- _Directive A_: Decide whether each statement agrees with the post about theatre below: (i) the writer played a father in Brighton Beach Memoirs; (ii) The Laramie Project left the writer heartbroken only on opening night; (iii) the writer played Mel in You Can't Take it With You. Answer yes or no for each and quote the deciding words from the post.

Wednesday, June 26, 2013

Art Imitates Life and Vice Versa

I don't always believe in a higher plan. Sometimes I think life is just random and how we deal with it sets up the next chain in a sequence of events and more random stuff as it comes along.  Sometimes though I am struck by certain "coincidences" that happen. There are times when I look around and know that everything I am has prepared me for this particular moment.

Doing theatre is like that for me sometimes. I can not say that I haven't learned something from just about every play I've ever done. Sometimes the "aha" moment comes in just the audition, as I experienced when I auditioned for 100 Saints You Should Know.  There is a monologue where the character I wanted to play talks about loneliness. At some point delivering that monologue it stopped being the character and started being me. It was my heart I was laying open for everyone to see. But I got to hide behind the character, so it was safe.

I played a father in Brighton Beach Memoirs when I was wondering if I'd be a good father. I'm not sure if the play came to me, or I came to the play with that one.  I did You Can't Take it With You at a time when I was trying to learn to lighten up. The Laramie Project was one that left me heartbroken every night, but it also spurred me to political action.  I played Mel in The Prisoner of Second Avenue and delivered a couple of monologues which foreshadowed my own experience of being fired from a job I'd given my life to.

- _Directive B_: Identify every line in the rows below that contains the word "trace", and copy each such line. Case counts.

- _Provided material_:
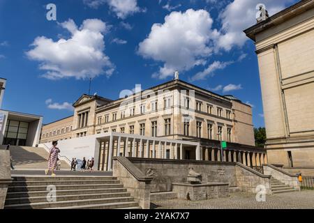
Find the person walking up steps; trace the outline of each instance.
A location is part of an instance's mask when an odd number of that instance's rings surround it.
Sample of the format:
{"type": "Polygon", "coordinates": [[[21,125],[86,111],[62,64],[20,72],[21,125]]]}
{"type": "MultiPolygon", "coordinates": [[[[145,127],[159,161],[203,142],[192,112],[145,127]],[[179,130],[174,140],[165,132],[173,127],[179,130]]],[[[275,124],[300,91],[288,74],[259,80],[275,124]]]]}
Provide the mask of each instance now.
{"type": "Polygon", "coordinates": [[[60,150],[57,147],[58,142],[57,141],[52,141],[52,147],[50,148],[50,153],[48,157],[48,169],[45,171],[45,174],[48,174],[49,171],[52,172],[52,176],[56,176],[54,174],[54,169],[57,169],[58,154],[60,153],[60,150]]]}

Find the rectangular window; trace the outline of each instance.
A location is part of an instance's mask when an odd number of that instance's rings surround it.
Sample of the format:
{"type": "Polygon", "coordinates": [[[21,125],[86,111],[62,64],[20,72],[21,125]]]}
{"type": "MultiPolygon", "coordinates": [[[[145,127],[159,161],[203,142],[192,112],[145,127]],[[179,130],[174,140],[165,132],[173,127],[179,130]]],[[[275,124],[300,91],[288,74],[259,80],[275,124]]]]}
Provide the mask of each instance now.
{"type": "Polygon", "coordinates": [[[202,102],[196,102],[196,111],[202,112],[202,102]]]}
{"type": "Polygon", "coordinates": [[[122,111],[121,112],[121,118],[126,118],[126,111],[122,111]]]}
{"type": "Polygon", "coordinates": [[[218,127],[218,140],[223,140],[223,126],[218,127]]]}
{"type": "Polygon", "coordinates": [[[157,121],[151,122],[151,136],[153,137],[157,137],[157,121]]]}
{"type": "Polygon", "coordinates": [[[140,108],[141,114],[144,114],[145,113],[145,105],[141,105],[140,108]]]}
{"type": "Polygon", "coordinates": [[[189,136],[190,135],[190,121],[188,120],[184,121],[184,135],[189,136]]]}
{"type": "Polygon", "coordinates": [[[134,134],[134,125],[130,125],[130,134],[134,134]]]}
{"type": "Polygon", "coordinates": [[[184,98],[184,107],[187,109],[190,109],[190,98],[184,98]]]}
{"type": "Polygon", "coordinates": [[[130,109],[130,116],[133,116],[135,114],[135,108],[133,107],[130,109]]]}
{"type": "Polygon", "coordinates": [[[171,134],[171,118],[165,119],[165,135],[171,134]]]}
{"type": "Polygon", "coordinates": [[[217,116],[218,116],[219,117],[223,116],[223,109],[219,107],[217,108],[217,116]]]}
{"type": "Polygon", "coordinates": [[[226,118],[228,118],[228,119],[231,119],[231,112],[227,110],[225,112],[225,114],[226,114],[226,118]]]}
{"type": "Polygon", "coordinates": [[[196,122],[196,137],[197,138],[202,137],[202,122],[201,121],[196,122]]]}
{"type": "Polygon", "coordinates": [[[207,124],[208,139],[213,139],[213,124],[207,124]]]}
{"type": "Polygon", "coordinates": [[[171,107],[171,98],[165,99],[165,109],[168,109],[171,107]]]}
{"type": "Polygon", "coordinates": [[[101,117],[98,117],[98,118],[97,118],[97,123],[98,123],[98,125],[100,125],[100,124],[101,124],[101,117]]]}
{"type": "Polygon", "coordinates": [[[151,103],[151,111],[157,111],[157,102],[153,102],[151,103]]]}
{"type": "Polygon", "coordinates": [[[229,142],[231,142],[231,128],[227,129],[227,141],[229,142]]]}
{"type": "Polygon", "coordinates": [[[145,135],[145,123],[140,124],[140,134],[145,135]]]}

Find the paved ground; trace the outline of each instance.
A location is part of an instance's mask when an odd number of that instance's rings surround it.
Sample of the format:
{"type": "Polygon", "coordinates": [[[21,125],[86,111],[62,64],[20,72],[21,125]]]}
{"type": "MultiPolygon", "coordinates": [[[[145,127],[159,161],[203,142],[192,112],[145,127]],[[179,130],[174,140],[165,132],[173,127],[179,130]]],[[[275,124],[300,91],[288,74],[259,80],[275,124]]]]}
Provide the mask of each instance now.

---

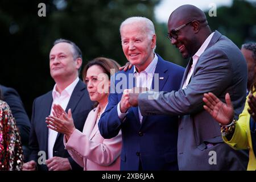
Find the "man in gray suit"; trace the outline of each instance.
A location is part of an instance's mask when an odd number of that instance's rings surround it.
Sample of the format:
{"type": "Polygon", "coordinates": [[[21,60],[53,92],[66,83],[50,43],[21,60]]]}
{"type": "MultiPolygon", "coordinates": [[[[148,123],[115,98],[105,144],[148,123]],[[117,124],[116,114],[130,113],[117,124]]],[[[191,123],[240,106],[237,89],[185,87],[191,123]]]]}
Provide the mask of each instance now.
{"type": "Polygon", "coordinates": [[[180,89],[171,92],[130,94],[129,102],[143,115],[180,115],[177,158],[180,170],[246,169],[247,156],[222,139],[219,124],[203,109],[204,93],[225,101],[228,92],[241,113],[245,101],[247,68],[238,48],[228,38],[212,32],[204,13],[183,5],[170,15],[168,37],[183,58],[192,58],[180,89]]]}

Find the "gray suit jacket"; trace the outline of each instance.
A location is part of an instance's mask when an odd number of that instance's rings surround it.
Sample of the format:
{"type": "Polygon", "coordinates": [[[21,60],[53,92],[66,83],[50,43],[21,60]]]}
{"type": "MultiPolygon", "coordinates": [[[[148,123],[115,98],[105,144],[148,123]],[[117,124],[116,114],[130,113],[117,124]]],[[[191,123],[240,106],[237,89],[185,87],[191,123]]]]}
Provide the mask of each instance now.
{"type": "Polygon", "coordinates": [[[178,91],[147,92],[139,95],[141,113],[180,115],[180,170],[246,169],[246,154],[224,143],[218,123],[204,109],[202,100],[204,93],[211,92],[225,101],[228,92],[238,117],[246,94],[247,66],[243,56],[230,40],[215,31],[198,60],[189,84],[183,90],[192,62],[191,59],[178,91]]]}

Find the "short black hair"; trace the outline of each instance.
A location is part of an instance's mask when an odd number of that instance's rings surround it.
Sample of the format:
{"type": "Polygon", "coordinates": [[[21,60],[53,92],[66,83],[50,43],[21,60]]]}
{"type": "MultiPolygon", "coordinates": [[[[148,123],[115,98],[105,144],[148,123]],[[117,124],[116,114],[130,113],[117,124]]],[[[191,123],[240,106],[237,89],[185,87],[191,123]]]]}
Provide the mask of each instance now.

==

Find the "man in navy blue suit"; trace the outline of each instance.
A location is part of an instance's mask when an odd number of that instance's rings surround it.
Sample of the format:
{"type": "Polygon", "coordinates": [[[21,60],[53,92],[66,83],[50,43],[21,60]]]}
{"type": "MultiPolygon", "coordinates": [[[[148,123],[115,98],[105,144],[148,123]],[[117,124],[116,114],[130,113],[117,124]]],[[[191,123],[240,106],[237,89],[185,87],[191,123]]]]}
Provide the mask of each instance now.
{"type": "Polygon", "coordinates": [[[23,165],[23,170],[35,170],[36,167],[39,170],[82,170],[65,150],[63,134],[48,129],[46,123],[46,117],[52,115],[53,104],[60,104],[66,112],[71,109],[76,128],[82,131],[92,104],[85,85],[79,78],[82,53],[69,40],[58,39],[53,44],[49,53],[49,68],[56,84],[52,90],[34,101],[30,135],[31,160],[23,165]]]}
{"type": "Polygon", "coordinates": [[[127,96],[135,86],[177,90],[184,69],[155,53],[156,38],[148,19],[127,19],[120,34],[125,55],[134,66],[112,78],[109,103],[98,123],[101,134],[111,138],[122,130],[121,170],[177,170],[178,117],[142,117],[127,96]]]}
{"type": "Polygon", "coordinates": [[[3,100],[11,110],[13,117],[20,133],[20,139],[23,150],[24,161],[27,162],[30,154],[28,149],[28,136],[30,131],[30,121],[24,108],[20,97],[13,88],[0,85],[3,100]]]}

- _Final answer A_:
(i) Yes: "I played a father in Brighton Beach Memoirs"
(ii) No: "The Laramie Project was one that left me heartbroken every night"
(iii) No: "I played Mel in The Prisoner of Second Avenue"

- _Final answer B_:
Find the person walking up steps; trace the outline of each instance.
Find the rectangular window; trace the outline of each instance.
Find the paved ground; trace the outline of each instance.
Find the "man in gray suit"; trace the outline of each instance.
Find the "gray suit jacket"; trace the outline of each instance.
Find the "short black hair"; trace the outline of each instance.
Find the "man in navy blue suit"; trace the outline of each instance.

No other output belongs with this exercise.